About this exercise> Copy out the passage below on Cuba's 1906 political crisis word for word, in full.

----- Passage -----

Tomás Estrada Palma and his entire cabinet resigned on September 28, 1906, due to the outbreak of a violent political crisis in Cuba. The crisis stemmed from widespread accusations of electoral fraud in his 1905 re-election, where he allegedly manipulated the vote to secure a second term against José Miguel Gómez. His government faced an armed rebellion, known as the Liberal Revolt of 1906, led by opposition forces demanding fair elections. When Estrada Palma refused to negotiate and sought U.S. military intervention, President Theodore Roosevelt instead decided to establish a temporary U.S. provisional government under Governor William Howard Taft. Rather than accept this intervention, Estrada Palma and his cabinet resigned in protest, effectively allowing the U.S. to assume control of Cuba. This would become known as the Provisional Government of Cuba.

Méndez Capote, however, did not inspire any confidence in Taft, and he also expressed that he had no desire to return to government under the occupation, and wished to remain in retirement.

Miguel Gomez then obtained the Presidency, serving until 1913.

He later re-emerged into the political sphere in 1924, when Mario García Menocal convinced him to run as Vice President in the election, against Gerardo Machado and Carlos de la Rosa Hernández. Machado's campaign, however, allegedly used fraudulent methods to come to power.

----- Raw data -----

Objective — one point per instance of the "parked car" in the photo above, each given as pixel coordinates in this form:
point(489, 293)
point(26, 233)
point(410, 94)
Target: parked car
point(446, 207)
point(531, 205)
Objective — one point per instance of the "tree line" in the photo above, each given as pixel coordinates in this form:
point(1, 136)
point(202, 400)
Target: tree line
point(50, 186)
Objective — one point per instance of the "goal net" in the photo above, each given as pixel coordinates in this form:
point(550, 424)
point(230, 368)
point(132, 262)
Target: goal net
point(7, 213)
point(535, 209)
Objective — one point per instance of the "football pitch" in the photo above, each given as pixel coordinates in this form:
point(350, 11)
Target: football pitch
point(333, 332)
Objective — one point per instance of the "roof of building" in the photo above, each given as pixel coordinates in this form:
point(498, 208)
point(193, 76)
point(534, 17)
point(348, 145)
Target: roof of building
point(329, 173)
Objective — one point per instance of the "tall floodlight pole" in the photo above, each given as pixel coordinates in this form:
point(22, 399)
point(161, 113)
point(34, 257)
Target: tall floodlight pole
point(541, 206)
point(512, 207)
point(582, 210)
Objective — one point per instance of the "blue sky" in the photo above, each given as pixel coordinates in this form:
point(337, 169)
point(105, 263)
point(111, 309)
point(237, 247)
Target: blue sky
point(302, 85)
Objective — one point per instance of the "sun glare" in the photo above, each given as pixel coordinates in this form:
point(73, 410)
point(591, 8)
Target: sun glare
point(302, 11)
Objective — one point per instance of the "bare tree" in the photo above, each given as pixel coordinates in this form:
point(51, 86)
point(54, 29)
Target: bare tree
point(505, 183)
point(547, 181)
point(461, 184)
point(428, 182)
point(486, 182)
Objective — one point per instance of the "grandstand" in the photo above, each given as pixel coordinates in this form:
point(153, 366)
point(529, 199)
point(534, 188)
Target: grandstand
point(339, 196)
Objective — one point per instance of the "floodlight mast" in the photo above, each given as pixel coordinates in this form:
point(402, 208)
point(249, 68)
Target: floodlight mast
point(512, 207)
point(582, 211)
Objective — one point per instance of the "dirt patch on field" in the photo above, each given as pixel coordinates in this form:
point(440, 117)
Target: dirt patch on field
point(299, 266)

-----

Finished exercise>
Tomás Estrada Palma and his entire cabinet resigned on September 28, 1906, due to the outbreak of a violent political crisis in Cuba. The crisis stemmed from widespread accusations of electoral fraud in his 1905 re-election, where he allegedly manipulated the vote to secure a second term against José Miguel Gómez. His government faced an armed rebellion, known as the Liberal Revolt of 1906, led by opposition forces demanding fair elections. When Estrada Palma refused to negotiate and sought U.S. military intervention, President Theodore Roosevelt instead decided to establish a temporary U.S. provisional government under Governor William Howard Taft. Rather than accept this intervention, Estrada Palma and his cabinet resigned in protest, effectively allowing the U.S. to assume control of Cuba. This would become known as the Provisional Government of Cuba.

Méndez Capote, however, did not inspire any confidence in Taft, and he also expressed that he had no desire to return to government under the occupation, and wished to remain in retirement.

Miguel Gomez then obtained the Presidency, serving until 1913.

He later re-emerged into the political sphere in 1924, when Mario García Menocal convinced him to run as Vice President in the election, against Gerardo Machado and Carlos de la Rosa Hernández. Machado's campaign, however, allegedly used fraudulent methods to come to power.